[WHAT YOU NEED TO DO]
A - Return the passage of the Rebel mod thread from "## Grand Guru" to "## Timwis (11/10/19)", unchanged.
B - Resume the Rebel mod thread from the point where it stops.

[QUOTED TEXT]
>>>>

# My new Rebel



## Gringo (11/10/19)

Got a 75c J Hai... Rebel... man this is nice. Same size as my Dani Mini but light as hell...

Reactions: Like 3 | Winner 2


----------



## Silver (11/10/19)

Looks good @Gringo !

Reactions: Agree 1 | Thanks 1


----------



## Hein (11/10/19)

Gringo said:


> Got a 75c J Hai... Rebel... man this is nice. Same size as my Dani Mini but light as hell...


That's seriously beautiful.....

Reactions: Thanks 1


----------



## Grand Guru (11/10/19)

Looks beautiful indeed @Silver but I find it interesting that Jai doesn’t miss an opportunity to trash talk products/companies that overdo it on branding  man! You can barely see his name on the mod

Reactions: Funny 3 | Thanks 1 | Useful 1


----------



## Timwis (11/10/19)

Yes Rebel Vape Mods are very nice just need to hold it tight on a windy day else it will blow away!!!!

Reactions: Like 2 | Funny 1


----------



## Gringo (12/10/19)

Size comparison with Dani Mini...

Reactions: Like 3 | Winner 1


----------



## zadiac (12/10/19)

I will also soon have a rebel. Will show and tell then.

Reactions: Like 3


----------



## Hein (12/10/19)

zadiac said:


> I will also soon have a rebel. Will show and tell then.


So unfair.....lol


----------



## zadiac (12/10/19)

Hein said:


> So unfair.....lol



Just like life

Reactions: Winner 1


----------



## Silver (12/10/19)

Gringo said:


> Size comparison with Dani Mini...
> View attachment 180106



Wow, it’s small @Gringo !

Reactions: Like 1


----------



## Timwis (12/10/19)

zadiac said:


> I will also soon have a rebel. Will show and tell then.


The only thing i ever hear people moan about with a rebel mod is how stiff their buttons are to the degree they sometimes even contact Rebel believing it's a fault and isolated to their device. It's not a fault but how they all are which i personally like, no chance of it firing or altering wattage etc by accident!

Reactions: Like 1 | Agree 1


----------



## zadiac (13/10/19)

Timwis said:


> The only thing i ever hear people moan about with a rebel mod is how stiff their buttons are to the degree they sometimes even contact Rebel believing it's a fault and isolated to their device. It's not a fault but how they all are which i personally like, no chance of it firing or altering wattage etc by accident!



Everytime you buy a new mod, you have to adapt to how that mod is working. I'm used to that. I'll soon get used to how the Rebel works. Can't wait. Almost time.

Reactions: Like 2


----------



## Timwis (13/10/19)

<<<<

[ROWS]
>>>>

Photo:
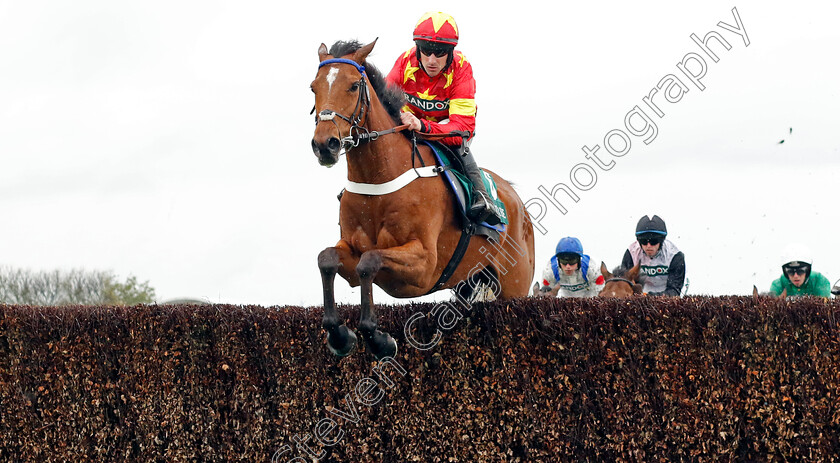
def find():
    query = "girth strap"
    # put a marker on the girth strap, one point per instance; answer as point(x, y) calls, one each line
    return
point(378, 189)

<<<<

[OUTPUTS]
A -
## Grand Guru (11/10/19)

Looks beautiful indeed @Silver but I find it interesting that Jai doesn’t miss an opportunity to trash talk products/companies that overdo it on branding  man! You can barely see his name on the mod

Reactions: Funny 3 | Thanks 1 | Useful 1


----------



## Timwis (11/10/19)

B -
zadiac said:


> Everytime you buy a new mod, you have to adapt to how that mod is working. I'm used to that. I'll soon get used to how the Rebel works. Can't wait. Almost time.


Which Rebel Mod have you gone for and what colour?


----------



## Halfdaft (14/10/19)

@zadiac @Gringo where did you guys pick these up?


----------



## zadiac (14/10/19)

Halfdaft Customs said:


> @zadiac @Gringo where did you guys pick these up?



https://www.esauce.co.uk/

I still have to order mine. Waiting for a friend to make up his mind, then we order together.

Reactions: Like 1


----------



## Jengz (15/10/19)

zadiac said:


> https://www.esauce.co.uk/
> 
> I still have to order mine. Waiting for a friend to make up his mind, then we order together.



Seen this, it's world wide free shipping which could save you guys some cash

Reactions: Winner 1


----------



## zadiac (15/10/19)

Jengz said:


> Seen this, it's world wide free shipping which could save you guys some cash
> View attachment 180303



Yes. Already did a mock order. We're getting free shipping to UK, and a friend is bringing it in with him beginning of November. We're not in a hurry.


----------



## Gringo (15/10/19)

zadiac said:


> Yes. Already did a mock order. We're getting free shipping to UK, and a friend is bringing it in with him beginning of November. We're not in a hurry.


Great.... dont forget, if you getting the 75c jai H ... it uses 20650 batteries. As you mate the bring you a set. Sadly im using mine with 18650... as i can not find any in SA. and one cannot ship them.so im stuffed till i travel again and hopefully get some over the waters.


----------



## CJB85 (15/10/19)

@Jai Haze today I am doing a review of a device I was SENT for the purposes of the review... wink wink, nudge nudge...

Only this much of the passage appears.